#### Dataset extract ####

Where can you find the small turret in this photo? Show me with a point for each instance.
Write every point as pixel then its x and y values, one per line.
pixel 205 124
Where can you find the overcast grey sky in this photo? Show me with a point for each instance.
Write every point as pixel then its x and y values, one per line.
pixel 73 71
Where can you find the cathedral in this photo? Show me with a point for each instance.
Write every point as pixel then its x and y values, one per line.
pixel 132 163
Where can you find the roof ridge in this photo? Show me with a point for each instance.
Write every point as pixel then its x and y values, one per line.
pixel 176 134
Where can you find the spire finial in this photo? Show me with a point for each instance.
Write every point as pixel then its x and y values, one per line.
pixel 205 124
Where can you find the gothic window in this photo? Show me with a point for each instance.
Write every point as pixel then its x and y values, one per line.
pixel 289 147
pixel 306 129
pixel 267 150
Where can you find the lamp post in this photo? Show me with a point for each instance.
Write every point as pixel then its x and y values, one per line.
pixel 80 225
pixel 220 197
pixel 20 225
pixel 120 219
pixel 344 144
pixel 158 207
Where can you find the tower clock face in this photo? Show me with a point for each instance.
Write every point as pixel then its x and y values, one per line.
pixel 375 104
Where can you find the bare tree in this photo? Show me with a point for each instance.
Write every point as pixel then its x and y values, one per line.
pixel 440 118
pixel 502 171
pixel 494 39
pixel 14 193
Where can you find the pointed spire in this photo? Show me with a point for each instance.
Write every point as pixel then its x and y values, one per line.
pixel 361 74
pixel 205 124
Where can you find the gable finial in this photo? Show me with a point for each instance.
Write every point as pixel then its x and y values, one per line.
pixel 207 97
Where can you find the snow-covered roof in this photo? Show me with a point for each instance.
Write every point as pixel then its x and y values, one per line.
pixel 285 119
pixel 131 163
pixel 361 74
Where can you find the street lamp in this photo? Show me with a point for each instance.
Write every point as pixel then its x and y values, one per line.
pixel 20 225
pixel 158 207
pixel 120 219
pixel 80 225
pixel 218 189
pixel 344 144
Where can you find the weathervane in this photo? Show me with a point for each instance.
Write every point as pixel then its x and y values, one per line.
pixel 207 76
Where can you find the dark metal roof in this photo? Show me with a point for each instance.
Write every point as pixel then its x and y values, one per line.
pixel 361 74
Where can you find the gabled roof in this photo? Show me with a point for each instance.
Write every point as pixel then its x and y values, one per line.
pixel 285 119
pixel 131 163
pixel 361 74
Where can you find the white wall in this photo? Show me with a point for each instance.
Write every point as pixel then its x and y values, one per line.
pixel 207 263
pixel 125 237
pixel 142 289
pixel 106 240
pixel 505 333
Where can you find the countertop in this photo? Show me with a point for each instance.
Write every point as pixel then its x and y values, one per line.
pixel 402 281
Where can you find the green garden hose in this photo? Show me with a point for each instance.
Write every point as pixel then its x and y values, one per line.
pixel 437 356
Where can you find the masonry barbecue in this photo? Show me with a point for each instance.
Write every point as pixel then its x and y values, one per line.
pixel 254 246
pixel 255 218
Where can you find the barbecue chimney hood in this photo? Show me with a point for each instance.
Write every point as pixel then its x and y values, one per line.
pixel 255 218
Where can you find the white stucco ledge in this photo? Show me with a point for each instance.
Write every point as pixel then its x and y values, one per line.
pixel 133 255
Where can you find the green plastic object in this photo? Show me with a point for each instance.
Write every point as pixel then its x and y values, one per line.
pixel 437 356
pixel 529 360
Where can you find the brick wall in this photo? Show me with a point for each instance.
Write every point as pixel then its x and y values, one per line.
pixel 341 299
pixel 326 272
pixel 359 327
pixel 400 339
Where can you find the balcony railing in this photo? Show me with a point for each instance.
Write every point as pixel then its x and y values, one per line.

####

> [What the exercise asks]
Reproduce the entries above word for word, from the first line up to and including the line with "pixel 267 150".

> [Written response]
Where can you find the small turret in this photo? Show me with a point for each instance.
Write every point as pixel then its x and y values, one per line.
pixel 205 124
Where can you find the overcast grey sky in this photo? Show me with a point for each instance.
Write every point as pixel then its x and y values, one per line.
pixel 73 71
Where can you find the cathedral in this photo? Show me with a point for each instance.
Write every point as pixel then its x and y values, one per line.
pixel 132 163
Where can you find the roof ridge in this photo? Show me with a point for each instance.
Write every point as pixel then its x and y values, one per line.
pixel 176 134
Where can you find the spire finial in this photo? Show me with a point for each instance.
Write every point as pixel then its x and y values, one per line.
pixel 205 124
Where can you find the gothic window in this photo? Show me with a point for each instance.
Write every point as pixel then its x and y values, one per line.
pixel 289 147
pixel 306 129
pixel 267 150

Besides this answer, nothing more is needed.